Job:
Reproduce the entire notebook on positional encoding with sine and cosine, word for word and unchanged.

Selected passage:
══════════

# Positional encoding using Sine and Cosine

Faisal Qureshi     
faisal.qureshi@ontariotechu.ca

In [None]:
import matplotlib.pyplot as plt
import numpy as np

## Plotting sine waves of different frequencies

Sine function is described as

$$
f(x) = A \sin \left( \frac{2 \pi}{B} x + C \right) + D
$$

Here $A$ refers to the amplitude, $B$ refers to the period, $C$ refers to the phase, and $D$ refers to the vertical shift of this function. Frequency $f = \frac{1}{B}$.

In [None]:
period = 128
x = np.linspace(0,128,1000)
y = np.sin((2*np.pi/period) * x)
plt.figure(figsize=(5,5))
plt.plot(x, y)
plt.title(f'Sine wave of period {period}')

## Positional encoding

In [None]:
p = np.arange(8)
print(p)

### Using binary vectors

Let's consider the problem of encoding positions as binary vectors.  To represent 8 positions, we need three bits.  

0 = 000  
1 = 001  
2 = 010  
3 = 011  
4 = 100  
5 = 101  
6 = 110  
7 = 111

Notice something else also.  Bit one, flips from 0 to 1 once.  Bit two, flips from 0 to 1 twice.  Bit three flips from 0 to 1 four times.  The problem of this encoding scheme is that it is discrete.  Also that it isn't immediately obvious how to compute distances between two positions.  We will use sine functions to create a continuous representation.  An added benefit of using sine functions is that we do not need to restrict ourselves to 0s and 1s.  Sine functions varies smoothly between -1 to 1.

══════════

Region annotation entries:
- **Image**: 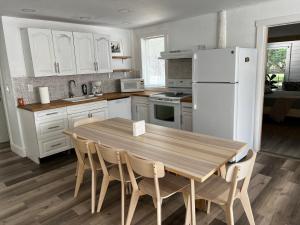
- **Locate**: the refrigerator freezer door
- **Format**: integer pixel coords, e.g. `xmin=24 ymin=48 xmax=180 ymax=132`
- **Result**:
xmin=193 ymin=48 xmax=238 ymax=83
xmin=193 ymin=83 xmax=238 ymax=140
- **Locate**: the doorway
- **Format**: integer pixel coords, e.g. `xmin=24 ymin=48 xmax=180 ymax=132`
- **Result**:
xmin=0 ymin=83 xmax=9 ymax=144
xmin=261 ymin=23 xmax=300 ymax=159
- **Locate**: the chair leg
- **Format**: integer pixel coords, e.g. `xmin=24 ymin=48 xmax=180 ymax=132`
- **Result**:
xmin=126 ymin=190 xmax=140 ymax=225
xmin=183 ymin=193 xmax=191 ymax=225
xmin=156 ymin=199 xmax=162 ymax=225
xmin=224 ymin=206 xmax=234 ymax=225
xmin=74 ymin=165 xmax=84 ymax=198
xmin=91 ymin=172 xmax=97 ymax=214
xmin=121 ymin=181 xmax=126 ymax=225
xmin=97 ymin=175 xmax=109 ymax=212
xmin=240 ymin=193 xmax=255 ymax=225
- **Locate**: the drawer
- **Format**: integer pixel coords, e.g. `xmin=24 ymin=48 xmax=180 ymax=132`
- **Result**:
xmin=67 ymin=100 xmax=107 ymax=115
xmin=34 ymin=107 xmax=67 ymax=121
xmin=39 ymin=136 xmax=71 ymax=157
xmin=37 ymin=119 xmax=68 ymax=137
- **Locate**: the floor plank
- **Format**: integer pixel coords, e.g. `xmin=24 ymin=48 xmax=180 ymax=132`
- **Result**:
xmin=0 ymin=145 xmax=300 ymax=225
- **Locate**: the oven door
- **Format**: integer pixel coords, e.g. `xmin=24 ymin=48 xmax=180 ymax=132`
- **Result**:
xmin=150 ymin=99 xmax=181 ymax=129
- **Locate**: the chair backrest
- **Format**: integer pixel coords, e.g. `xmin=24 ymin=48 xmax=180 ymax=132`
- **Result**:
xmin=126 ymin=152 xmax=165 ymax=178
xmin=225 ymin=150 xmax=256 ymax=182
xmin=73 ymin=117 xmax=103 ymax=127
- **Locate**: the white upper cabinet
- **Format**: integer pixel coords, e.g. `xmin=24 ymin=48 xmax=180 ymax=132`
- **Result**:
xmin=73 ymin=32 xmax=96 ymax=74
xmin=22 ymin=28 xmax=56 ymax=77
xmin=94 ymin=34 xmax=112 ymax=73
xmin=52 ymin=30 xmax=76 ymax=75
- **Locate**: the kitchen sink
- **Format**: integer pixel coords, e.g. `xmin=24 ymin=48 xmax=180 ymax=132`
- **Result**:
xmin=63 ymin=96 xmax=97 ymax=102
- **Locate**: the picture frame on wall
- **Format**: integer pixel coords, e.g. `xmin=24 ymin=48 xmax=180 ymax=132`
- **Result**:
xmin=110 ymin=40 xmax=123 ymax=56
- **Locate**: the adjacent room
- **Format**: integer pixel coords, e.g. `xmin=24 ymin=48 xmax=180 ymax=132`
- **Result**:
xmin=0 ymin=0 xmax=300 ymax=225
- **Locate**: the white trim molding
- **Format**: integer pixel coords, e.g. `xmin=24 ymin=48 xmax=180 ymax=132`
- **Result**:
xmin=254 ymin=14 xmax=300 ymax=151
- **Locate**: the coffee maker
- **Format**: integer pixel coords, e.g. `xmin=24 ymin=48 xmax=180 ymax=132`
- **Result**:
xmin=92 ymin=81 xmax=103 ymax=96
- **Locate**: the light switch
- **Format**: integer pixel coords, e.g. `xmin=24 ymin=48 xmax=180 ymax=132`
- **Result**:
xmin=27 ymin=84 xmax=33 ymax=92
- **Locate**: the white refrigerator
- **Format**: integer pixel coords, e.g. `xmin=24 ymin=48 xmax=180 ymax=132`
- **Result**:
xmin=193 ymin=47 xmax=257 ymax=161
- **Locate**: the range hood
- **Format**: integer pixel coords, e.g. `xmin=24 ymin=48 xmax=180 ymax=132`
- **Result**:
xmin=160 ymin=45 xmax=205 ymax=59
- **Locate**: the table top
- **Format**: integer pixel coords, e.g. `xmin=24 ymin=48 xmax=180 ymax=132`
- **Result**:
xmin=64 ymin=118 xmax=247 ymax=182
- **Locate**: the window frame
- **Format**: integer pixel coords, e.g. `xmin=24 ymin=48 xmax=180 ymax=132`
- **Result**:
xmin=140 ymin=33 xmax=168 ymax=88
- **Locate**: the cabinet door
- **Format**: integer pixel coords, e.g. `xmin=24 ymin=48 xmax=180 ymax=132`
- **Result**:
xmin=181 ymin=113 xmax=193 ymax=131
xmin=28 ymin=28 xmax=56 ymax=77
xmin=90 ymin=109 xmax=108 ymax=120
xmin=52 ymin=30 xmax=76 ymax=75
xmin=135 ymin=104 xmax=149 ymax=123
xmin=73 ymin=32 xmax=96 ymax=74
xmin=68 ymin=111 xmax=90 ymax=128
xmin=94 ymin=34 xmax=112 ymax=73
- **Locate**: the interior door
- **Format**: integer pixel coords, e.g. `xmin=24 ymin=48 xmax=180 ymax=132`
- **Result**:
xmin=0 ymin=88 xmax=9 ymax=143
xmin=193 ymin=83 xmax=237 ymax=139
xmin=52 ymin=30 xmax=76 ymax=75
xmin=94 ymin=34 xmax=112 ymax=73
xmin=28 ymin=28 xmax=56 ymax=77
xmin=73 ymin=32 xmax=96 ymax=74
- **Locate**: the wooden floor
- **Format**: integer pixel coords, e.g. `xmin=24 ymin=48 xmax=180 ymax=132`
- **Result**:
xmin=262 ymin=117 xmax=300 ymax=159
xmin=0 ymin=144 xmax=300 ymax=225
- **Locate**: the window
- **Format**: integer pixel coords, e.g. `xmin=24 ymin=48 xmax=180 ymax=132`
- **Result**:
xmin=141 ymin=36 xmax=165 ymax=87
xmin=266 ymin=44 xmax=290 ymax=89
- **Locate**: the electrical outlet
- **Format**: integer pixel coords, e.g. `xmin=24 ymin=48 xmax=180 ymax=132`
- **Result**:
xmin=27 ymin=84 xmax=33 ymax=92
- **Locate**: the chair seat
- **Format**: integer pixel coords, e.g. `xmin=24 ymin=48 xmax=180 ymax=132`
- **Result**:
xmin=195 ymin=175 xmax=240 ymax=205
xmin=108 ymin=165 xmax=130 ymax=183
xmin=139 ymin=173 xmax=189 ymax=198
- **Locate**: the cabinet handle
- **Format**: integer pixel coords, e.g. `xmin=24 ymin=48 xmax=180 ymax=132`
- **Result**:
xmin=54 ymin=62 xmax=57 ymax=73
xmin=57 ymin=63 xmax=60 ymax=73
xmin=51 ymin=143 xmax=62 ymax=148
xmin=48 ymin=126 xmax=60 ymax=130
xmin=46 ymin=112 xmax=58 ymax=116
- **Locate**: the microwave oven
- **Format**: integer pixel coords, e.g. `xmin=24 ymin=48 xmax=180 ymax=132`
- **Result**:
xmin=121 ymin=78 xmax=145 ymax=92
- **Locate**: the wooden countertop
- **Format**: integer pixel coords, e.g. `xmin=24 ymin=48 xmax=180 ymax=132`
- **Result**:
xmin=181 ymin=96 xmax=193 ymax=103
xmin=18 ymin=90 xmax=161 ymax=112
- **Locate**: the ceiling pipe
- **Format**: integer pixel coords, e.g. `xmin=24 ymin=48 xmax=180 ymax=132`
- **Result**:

══════════

Answer to the exercise:
# Positional encoding using Sine and Cosine

Faisal Qureshi     
faisal.qureshi@ontariotechu.ca

In [None]:
import matplotlib.pyplot as plt
import numpy as np

## Plotting sine waves of different frequencies

Sine function is described as

$$
f(x) = A \sin \left( \frac{2 \pi}{B} x + C \right) + D
$$

Here $A$ refers to the amplitude, $B$ refers to the period, $C$ refers to the phase, and $D$ refers to the vertical shift of this function. Frequency $f = \frac{1}{B}$.

In [None]:
period = 128
x = np.linspace(0,128,1000)
y = np.sin((2*np.pi/period) * x)
plt.figure(figsize=(5,5))
plt.plot(x, y)
plt.title(f'Sine wave of period {period}')

## Positional encoding

In [None]:
p = np.arange(8)
print(p)

### Using binary vectors

Let's consider the problem of encoding positions as binary vectors.  To represent 8 positions, we need three bits.  

0 = 000  
1 = 001  
2 = 010  
3 = 011  
4 = 100  
5 = 101  
6 = 110  
7 = 111

Notice something else also.  Bit one, flips from 0 to 1 once.  Bit two, flips from 0 to 1 twice.  Bit three flips from 0 to 1 four times.  The problem of this encoding scheme is that it is discrete.  Also that it isn't immediately obvious how to compute distances between two positions.  We will use sine functions to create a continuous representation.  An added benefit of using sine functions is that we do not need to restrict ourselves to 0s and 1s.  Sine functions varies smoothly between -1 to 1.